**Action item:** Copy the collection of short jokes below word for word, from its first line through its last.

**Exercise passage:**
== Segment start ==

Something bad is about to happen, I can feel it.
Every time I see inside my neighbour’s incredibly pristine garage, I wonder what secret shenanigans he is up to in his basement.
I haven’t said a single truthful thing on here since I became the King of Sweden.
THERAPIST: You need more friends
ME: I put bird seed that attracts raccoons in the backyard, last week
THERAPIST: …
ME: …
THERAPIST: … So all of these-
ME: [surrounded by raccoons] Whatever you have to say to me, you can say in front of the garbage boys
Sometimes I think I’d do great during a zombie apocalypse. Then I remember that week I went without a microwave and how much I cried.
The Bible would be more believable if Adam was tempted by a slice of pizza instead.
[bedtime]
SON: I want a monster story.
ME: Sure. This one’s called “The evil co-worker that reheated fish in the microwave.”
When I eat rotisserie chicken, I like to pretend that I’m performing an autopsy.
My washing machine at noon: “I will gently wash these clothes.”
My washing machine at midnight: “I WILL WASH THE HELL OUT OF THESE CLOTHES!!”

== Segment end ==

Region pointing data
== Segment start ==

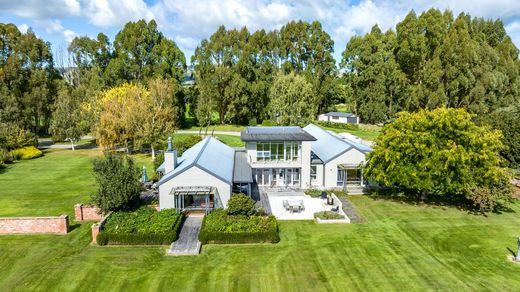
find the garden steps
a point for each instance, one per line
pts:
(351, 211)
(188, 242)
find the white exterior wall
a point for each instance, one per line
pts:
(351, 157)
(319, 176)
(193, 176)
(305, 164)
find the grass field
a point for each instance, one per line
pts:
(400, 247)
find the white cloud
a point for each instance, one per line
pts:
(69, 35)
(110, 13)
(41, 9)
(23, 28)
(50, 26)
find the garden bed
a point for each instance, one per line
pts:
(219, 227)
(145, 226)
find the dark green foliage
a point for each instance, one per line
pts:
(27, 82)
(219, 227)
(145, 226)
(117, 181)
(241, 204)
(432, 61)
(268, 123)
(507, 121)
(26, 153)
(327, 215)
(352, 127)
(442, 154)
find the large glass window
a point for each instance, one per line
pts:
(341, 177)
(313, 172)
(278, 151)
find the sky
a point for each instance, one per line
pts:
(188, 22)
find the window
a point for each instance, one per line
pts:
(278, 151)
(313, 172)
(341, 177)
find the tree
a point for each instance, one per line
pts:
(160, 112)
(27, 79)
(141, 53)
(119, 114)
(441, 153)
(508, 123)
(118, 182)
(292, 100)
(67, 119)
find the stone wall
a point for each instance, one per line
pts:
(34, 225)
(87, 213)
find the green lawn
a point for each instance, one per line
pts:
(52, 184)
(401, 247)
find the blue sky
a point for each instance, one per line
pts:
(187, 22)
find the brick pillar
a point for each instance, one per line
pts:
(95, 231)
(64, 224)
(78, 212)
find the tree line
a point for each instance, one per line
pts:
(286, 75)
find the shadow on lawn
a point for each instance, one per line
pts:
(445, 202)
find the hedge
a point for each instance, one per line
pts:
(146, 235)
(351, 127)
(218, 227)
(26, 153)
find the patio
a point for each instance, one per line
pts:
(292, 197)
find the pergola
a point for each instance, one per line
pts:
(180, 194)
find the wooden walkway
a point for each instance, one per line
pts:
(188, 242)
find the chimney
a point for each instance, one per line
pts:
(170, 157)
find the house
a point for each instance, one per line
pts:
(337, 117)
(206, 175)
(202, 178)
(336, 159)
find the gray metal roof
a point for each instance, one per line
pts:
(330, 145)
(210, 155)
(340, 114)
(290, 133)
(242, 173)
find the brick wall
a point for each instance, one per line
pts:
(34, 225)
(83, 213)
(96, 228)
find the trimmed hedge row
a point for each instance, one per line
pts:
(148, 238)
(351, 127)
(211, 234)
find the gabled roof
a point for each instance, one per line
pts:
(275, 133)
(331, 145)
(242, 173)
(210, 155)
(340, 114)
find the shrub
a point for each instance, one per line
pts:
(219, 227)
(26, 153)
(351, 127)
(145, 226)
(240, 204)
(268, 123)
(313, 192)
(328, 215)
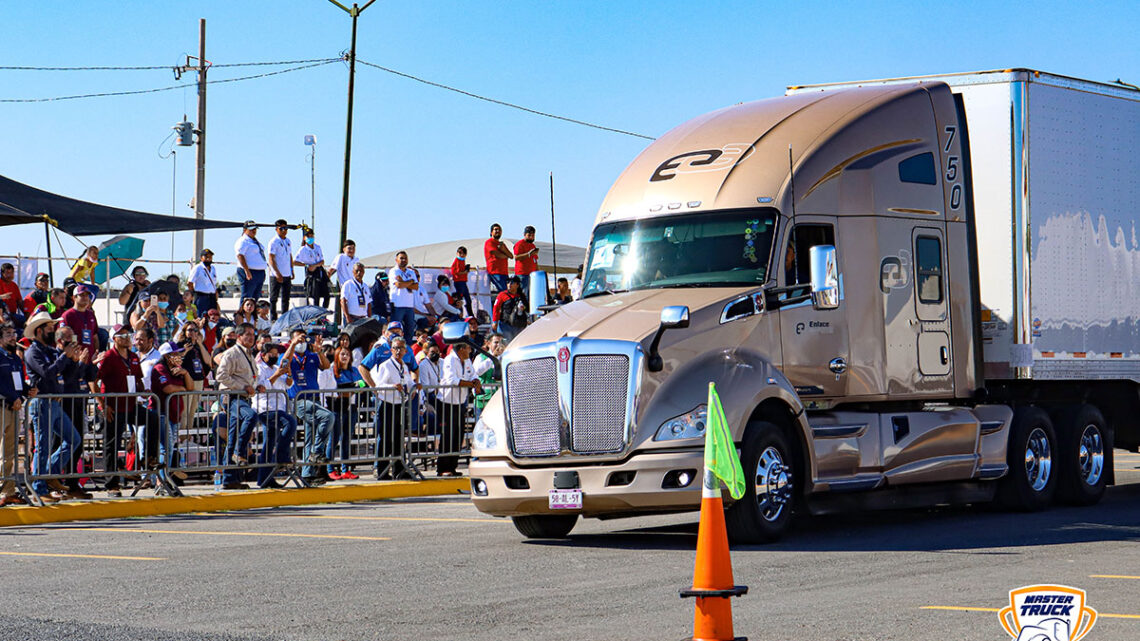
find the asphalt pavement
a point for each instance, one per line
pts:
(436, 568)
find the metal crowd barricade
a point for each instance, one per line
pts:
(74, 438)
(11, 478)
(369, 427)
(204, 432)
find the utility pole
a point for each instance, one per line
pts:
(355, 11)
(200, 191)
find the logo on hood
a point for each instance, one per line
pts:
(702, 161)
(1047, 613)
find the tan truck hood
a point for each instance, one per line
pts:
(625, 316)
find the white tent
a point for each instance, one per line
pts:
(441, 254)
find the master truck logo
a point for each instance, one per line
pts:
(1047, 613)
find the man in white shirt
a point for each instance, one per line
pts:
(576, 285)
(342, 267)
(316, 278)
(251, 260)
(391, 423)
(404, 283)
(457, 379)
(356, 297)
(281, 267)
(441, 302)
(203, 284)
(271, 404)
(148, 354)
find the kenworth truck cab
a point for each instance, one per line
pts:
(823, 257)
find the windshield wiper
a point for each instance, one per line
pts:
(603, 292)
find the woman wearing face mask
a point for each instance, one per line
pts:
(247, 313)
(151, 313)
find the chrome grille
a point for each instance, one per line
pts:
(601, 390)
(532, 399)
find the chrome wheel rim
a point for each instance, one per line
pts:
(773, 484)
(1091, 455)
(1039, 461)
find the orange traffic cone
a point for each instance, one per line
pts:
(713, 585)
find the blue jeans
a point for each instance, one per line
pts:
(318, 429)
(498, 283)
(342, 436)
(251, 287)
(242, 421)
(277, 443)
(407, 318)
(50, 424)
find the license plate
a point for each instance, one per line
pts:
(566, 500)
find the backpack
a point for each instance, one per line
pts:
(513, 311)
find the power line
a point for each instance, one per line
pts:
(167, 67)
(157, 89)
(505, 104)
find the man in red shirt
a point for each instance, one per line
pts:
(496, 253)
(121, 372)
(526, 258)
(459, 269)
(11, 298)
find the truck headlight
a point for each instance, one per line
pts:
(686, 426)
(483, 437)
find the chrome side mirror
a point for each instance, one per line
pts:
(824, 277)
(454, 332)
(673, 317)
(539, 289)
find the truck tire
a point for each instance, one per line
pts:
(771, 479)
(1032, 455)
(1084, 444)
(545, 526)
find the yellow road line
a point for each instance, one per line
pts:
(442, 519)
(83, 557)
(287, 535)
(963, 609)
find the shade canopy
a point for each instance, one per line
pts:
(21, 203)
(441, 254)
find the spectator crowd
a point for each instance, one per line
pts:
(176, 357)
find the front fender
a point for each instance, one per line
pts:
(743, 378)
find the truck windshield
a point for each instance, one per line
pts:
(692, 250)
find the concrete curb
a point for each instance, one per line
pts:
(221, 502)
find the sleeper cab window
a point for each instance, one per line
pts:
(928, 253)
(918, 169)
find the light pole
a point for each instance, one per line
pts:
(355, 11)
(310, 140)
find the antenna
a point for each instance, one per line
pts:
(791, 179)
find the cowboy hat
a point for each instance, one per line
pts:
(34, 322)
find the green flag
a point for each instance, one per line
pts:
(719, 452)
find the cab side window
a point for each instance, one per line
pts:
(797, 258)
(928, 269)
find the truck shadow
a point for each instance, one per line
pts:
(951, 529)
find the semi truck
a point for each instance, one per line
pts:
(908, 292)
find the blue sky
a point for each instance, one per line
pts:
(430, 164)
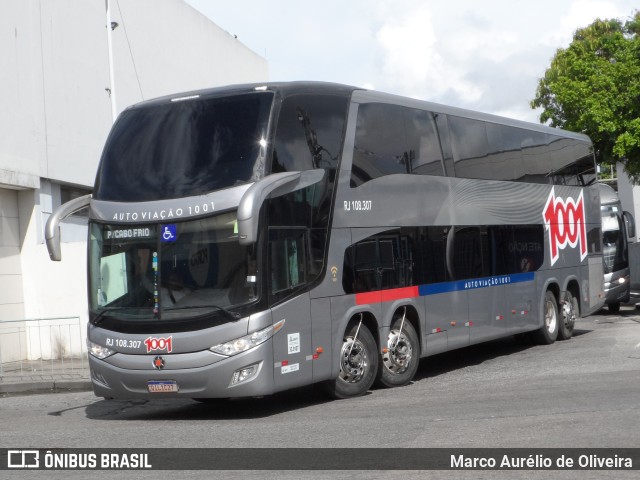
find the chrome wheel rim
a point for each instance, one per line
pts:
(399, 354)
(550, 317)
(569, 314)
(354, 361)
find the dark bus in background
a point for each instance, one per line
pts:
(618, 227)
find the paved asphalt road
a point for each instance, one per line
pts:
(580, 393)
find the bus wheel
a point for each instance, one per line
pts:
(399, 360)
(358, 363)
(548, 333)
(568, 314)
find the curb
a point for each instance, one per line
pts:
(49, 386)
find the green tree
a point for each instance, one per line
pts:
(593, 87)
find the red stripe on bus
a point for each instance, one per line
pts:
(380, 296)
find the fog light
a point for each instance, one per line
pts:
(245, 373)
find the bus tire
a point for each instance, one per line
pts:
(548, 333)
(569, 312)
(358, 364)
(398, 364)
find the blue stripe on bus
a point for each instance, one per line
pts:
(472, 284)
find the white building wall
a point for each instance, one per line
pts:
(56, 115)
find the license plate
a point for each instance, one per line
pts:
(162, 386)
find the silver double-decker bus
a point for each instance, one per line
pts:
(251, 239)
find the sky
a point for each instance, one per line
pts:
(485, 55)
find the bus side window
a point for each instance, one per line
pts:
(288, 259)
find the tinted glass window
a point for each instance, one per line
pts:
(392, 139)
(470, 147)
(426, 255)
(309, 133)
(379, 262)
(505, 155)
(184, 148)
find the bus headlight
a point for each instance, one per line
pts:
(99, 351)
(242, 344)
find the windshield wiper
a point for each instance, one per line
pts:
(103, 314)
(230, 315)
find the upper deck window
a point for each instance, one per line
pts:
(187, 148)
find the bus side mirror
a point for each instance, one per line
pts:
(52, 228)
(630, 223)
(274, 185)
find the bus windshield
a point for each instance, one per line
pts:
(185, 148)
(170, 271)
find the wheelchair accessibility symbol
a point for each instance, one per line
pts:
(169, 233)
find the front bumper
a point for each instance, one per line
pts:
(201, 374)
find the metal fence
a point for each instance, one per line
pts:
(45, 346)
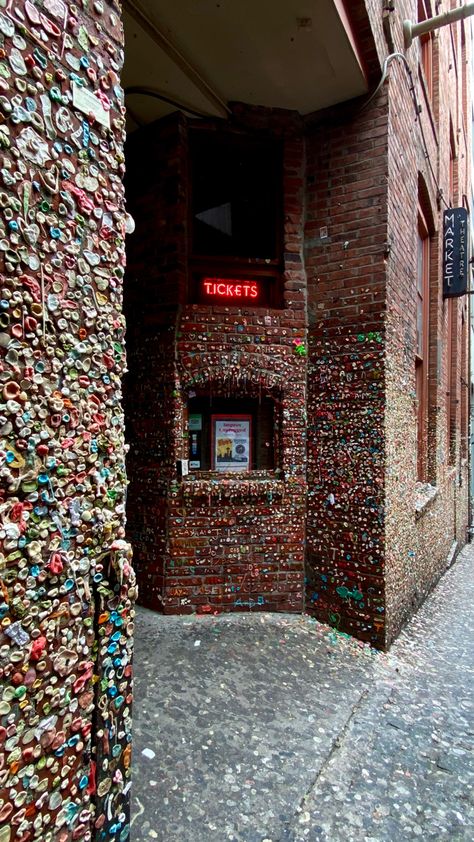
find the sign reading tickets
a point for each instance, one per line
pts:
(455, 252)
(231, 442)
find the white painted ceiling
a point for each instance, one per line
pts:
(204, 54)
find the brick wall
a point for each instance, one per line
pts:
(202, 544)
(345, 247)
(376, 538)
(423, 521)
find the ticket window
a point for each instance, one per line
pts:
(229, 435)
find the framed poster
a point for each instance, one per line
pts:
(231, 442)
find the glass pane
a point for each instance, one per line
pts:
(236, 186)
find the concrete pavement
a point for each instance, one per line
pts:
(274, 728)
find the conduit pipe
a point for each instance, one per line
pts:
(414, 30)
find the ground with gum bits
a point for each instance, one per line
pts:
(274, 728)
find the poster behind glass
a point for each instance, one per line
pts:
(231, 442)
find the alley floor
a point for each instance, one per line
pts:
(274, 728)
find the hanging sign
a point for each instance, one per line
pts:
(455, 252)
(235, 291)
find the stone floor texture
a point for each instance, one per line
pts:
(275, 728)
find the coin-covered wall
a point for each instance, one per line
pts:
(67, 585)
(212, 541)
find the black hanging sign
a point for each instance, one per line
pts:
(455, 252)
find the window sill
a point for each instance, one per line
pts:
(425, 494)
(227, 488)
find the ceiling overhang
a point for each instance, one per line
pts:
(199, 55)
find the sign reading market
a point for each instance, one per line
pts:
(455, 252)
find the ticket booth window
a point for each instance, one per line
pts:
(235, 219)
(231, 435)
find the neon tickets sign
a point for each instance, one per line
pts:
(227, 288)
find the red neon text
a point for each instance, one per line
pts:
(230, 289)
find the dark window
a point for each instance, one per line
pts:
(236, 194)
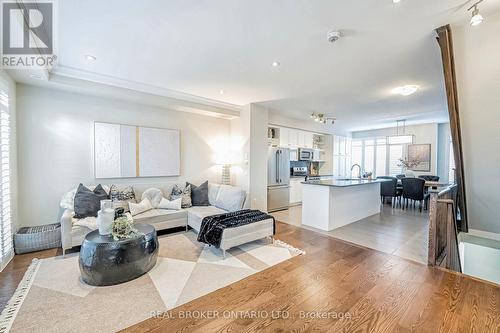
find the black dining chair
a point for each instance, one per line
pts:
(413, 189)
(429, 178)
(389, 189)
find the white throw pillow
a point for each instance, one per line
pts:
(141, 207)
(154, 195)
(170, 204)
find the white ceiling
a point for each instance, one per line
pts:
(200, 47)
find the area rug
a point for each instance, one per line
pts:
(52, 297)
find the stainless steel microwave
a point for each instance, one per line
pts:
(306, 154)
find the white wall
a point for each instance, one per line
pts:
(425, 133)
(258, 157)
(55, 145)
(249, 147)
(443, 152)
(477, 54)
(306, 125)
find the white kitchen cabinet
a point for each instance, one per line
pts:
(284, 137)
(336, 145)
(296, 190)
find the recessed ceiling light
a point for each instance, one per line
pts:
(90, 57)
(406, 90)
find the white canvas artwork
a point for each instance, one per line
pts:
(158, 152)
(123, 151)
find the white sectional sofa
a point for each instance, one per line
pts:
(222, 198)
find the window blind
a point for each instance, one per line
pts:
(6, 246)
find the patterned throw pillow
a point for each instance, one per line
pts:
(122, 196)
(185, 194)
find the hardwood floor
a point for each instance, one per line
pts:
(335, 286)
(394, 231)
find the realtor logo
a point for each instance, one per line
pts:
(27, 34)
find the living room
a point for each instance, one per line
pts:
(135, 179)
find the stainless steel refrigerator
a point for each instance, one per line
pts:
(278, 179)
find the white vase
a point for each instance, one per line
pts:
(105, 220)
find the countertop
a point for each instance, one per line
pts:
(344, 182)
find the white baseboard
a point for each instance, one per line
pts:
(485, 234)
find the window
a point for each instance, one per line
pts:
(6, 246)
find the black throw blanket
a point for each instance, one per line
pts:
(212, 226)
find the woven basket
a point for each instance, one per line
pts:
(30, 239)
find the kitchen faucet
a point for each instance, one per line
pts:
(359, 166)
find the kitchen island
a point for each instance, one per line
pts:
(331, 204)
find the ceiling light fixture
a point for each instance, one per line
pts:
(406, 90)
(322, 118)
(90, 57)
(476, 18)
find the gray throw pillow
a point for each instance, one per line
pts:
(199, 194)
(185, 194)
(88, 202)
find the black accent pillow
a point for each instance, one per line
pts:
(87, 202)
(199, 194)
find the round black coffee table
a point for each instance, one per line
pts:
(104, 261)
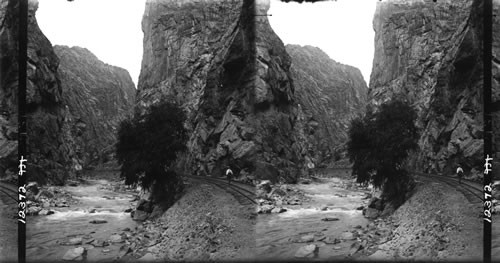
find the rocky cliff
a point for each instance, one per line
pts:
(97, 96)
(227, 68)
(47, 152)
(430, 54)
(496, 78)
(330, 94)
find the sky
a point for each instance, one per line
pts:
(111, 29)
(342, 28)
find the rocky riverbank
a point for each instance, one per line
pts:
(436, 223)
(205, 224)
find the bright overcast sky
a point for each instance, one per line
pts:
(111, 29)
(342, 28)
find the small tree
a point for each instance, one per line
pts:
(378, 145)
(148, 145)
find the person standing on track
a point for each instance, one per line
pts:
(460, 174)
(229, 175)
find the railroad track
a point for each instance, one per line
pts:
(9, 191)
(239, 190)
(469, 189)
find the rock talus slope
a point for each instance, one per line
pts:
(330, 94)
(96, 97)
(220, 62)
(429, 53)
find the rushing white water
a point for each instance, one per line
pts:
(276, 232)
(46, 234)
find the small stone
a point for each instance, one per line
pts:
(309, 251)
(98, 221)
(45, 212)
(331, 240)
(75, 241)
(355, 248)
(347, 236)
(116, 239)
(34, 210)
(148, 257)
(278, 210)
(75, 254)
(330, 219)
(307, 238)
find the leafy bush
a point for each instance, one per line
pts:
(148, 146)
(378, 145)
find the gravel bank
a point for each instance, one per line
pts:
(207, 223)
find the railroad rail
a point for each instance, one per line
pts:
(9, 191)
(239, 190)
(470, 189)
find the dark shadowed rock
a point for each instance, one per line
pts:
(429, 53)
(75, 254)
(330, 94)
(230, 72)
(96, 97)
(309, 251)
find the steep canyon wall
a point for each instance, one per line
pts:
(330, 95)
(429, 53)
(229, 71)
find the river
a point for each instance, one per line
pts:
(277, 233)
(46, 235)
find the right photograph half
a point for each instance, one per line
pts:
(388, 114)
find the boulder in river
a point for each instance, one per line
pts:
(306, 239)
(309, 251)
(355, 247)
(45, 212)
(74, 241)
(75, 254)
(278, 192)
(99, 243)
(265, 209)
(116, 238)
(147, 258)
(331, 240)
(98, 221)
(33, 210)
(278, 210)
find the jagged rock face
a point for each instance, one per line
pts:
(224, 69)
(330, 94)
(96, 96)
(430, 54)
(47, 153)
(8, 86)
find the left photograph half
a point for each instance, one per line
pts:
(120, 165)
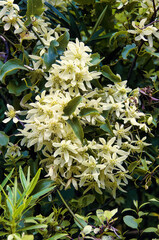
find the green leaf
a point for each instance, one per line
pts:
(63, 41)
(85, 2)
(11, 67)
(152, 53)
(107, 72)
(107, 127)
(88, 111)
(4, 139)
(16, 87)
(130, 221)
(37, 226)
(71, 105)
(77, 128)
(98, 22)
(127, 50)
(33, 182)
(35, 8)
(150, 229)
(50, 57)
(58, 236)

== Segment end ==

**Exercise solution:**
Something bad is about to happen, I can feel it.
Every time I see inside my neighbour’s incredibly pristine garage, I wonder what secret shenanigans he is up to in his basement.
I haven’t said a single truthful thing on here since I became the King of Sweden.
THERAPIST: You need more friends
ME: I put bird seed that attracts raccoons in the backyard, last week
THERAPIST: …
ME: …
THERAPIST: … So all of these-
ME: [surrounded by raccoons] Whatever you have to say to me, you can say in front of the garbage boys
Sometimes I think I’d do great during a zombie apocalypse. Then I remember that week I went without a microwave and how much I cried.
The Bible would be more believable if Adam was tempted by a slice of pizza instead.
[bedtime]
SON: I want a monster story.
ME: Sure. This one’s called “The evil co-worker that reheated fish in the microwave.”
When I eat rotisserie chicken, I like to pretend that I’m performing an autopsy.
My washing machine at noon: “I will gently wash these clothes.”
My washing machine at midnight: “I WILL WASH THE HELL OUT OF THESE CLOTHES!!”